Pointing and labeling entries
****************

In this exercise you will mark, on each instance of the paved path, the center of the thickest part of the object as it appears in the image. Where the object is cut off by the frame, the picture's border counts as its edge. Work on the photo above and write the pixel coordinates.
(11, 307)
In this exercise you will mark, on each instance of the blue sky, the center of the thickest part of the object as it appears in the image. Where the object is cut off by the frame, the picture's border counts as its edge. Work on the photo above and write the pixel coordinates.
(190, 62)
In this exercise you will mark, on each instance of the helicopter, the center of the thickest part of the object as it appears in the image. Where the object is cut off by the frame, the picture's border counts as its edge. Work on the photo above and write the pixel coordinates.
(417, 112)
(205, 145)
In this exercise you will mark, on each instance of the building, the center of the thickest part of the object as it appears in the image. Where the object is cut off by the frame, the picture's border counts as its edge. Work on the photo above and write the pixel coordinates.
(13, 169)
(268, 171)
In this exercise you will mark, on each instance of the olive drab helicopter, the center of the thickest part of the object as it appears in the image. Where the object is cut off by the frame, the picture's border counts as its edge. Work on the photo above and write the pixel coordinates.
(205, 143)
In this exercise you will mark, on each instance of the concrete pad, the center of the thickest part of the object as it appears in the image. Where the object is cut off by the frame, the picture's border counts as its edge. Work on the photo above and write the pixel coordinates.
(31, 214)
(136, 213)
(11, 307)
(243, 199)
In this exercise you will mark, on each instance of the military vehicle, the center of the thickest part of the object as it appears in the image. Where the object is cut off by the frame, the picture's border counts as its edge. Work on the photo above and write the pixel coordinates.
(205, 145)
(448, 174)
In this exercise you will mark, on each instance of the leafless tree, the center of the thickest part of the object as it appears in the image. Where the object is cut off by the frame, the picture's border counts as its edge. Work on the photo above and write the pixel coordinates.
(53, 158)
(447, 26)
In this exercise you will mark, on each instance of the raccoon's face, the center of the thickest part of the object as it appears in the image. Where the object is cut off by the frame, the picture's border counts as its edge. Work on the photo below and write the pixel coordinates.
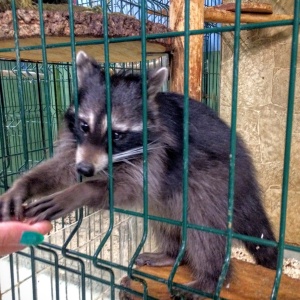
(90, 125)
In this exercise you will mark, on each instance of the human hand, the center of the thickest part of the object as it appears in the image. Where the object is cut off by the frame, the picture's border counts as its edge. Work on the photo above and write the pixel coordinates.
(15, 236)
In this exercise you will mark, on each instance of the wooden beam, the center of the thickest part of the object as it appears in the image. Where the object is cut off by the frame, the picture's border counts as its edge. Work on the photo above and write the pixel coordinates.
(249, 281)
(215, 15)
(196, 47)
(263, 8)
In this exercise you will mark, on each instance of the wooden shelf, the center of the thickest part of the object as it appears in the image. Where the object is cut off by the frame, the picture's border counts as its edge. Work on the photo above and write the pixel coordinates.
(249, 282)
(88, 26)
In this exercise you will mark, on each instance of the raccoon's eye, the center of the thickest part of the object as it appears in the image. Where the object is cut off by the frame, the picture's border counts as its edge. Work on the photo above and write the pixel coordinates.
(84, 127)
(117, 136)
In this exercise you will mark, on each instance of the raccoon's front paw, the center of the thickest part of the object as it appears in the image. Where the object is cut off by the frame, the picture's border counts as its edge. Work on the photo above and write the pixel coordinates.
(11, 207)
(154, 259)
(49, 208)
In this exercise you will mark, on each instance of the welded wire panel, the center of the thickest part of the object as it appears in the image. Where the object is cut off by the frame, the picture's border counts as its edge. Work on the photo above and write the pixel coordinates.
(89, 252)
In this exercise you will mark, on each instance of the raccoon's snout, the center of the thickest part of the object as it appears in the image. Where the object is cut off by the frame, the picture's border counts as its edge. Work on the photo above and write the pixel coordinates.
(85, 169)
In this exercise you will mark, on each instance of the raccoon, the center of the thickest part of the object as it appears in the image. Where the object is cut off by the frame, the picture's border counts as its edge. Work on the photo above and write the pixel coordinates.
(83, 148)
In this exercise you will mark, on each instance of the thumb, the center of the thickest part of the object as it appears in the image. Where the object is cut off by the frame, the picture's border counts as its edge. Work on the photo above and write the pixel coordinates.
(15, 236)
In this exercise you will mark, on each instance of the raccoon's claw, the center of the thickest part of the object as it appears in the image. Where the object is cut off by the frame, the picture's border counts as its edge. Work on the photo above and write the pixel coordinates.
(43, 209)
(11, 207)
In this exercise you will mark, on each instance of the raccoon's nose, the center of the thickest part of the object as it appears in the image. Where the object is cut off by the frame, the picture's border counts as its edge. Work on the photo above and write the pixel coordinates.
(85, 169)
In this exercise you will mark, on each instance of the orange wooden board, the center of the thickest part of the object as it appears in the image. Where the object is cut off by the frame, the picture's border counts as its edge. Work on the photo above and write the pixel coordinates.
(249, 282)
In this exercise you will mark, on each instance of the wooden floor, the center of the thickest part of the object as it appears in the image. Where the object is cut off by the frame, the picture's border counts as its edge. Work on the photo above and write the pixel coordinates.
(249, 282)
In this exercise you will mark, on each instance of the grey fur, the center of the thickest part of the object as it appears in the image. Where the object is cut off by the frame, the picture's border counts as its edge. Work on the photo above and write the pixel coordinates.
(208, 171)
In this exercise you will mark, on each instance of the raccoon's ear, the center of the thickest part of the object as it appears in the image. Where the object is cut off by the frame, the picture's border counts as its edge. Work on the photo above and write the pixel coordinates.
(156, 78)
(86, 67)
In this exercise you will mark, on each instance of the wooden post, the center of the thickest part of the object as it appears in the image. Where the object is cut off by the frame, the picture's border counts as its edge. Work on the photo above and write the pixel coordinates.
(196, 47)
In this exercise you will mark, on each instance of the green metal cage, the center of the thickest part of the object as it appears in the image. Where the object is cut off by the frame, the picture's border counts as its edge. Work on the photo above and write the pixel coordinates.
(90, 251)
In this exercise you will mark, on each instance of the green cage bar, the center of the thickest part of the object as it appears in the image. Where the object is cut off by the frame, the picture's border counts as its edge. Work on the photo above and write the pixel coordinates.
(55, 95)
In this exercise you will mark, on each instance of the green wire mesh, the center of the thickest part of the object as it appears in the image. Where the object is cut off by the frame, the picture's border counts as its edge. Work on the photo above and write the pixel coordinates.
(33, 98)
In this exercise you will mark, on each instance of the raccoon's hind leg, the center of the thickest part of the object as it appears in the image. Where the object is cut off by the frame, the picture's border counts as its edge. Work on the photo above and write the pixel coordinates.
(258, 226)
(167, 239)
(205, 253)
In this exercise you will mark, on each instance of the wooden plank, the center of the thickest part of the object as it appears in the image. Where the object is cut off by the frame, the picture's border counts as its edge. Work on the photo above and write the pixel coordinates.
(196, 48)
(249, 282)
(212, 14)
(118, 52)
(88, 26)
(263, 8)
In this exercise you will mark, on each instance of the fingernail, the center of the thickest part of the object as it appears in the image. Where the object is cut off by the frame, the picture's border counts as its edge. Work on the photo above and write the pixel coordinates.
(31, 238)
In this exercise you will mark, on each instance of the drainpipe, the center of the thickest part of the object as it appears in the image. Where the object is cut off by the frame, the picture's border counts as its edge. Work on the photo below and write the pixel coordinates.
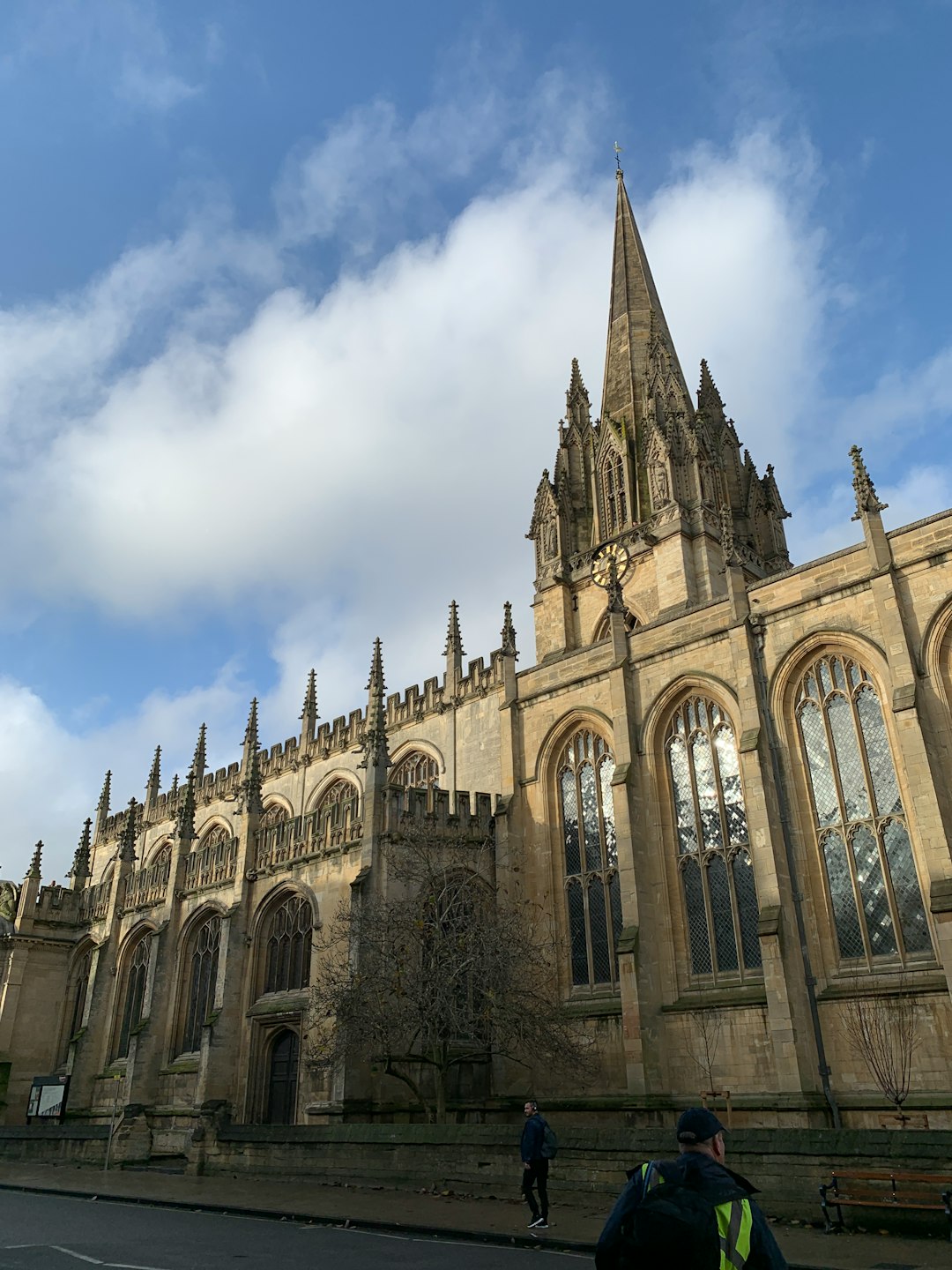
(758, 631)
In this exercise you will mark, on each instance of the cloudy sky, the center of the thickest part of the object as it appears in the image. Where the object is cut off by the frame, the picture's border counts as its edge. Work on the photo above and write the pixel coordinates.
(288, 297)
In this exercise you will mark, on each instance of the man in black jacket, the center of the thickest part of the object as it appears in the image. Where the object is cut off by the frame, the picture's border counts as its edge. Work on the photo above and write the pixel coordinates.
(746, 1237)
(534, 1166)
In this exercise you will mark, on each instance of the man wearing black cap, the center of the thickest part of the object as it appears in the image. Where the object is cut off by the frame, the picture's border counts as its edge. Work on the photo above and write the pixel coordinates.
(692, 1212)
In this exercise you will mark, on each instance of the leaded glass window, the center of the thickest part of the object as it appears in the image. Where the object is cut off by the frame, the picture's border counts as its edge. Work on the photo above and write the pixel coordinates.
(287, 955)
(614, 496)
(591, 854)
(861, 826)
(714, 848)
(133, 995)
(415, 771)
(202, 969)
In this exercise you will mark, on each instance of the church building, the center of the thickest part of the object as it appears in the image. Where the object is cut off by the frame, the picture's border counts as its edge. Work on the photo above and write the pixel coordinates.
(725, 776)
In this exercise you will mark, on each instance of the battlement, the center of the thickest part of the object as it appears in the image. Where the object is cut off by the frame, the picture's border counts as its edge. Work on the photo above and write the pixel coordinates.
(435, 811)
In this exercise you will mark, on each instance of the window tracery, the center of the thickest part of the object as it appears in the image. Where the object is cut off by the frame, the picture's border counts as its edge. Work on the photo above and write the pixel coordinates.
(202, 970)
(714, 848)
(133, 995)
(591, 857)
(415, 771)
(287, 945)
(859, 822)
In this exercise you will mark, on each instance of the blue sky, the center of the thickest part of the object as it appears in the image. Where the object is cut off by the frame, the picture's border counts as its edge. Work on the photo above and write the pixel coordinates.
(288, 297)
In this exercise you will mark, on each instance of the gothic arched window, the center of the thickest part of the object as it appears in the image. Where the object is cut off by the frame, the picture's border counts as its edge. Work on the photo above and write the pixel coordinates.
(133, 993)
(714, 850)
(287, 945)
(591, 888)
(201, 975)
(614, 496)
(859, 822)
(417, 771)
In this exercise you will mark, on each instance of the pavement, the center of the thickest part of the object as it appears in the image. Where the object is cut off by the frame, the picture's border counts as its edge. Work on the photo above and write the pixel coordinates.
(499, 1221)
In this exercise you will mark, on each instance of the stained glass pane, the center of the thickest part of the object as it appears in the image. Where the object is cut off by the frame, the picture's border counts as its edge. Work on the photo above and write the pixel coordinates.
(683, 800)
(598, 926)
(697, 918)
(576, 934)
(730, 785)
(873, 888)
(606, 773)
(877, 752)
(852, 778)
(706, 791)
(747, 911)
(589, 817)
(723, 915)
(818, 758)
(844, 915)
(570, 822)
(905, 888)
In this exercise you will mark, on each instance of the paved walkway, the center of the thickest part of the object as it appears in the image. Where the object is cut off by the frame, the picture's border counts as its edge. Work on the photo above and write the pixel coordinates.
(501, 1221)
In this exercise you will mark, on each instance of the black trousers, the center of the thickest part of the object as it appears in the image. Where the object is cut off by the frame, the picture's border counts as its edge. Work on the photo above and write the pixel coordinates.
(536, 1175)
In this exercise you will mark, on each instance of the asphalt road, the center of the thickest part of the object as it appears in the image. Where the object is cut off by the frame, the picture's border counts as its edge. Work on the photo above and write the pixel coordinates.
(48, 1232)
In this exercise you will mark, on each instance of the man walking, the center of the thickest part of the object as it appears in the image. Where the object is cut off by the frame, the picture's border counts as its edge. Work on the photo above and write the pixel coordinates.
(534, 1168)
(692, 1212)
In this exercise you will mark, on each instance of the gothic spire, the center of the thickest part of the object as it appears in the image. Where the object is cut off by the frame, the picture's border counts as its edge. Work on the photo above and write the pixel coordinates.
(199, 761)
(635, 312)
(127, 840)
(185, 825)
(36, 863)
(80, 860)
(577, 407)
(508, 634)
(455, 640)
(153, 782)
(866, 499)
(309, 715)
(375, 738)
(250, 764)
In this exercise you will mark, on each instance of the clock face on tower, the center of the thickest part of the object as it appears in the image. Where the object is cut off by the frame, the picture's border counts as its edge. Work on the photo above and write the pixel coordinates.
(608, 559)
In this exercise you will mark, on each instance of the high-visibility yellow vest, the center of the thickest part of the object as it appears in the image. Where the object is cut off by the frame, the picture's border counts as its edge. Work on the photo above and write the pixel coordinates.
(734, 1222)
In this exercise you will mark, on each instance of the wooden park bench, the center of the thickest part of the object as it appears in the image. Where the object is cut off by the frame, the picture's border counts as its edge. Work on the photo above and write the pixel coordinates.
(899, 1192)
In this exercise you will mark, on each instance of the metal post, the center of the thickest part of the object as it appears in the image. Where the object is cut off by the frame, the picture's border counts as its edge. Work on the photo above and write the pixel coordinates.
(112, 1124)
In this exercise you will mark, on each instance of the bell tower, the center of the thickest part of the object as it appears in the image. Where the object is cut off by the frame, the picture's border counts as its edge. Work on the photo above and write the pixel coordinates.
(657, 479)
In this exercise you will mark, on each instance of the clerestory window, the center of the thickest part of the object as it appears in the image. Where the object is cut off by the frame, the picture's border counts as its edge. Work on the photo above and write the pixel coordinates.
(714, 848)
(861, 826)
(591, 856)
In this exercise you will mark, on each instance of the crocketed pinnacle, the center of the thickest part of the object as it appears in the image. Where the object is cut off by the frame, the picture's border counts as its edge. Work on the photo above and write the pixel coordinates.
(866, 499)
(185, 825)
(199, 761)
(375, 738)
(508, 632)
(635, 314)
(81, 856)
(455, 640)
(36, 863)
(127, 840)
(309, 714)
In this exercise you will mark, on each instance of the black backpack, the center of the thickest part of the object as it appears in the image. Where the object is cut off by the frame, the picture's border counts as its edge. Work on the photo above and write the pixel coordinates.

****************

WHAT YOU NEED TO DO. Give back the lines above exactly, from the one with "of the crocketed" through the last line.

EXERCISE RESPONSE.
In this exercise you will mark, on each instance of the crocketed pinnacle, the center of the thickest part of the object as it appears in the image. Where the object is cut off by the frame, the picture's border counts as its edge. Work on the photo above and write the pixel coordinates.
(866, 499)
(185, 825)
(199, 761)
(375, 738)
(508, 632)
(635, 314)
(81, 856)
(455, 640)
(36, 863)
(127, 840)
(309, 714)
In this exercise you will mark, on each instance of the black backpack, the center of the thickest part of the object as it appears in the image. Where the object is cut off by the frame, the picture's border counts as its edge. Work on the photo above and write the pixel coordinates.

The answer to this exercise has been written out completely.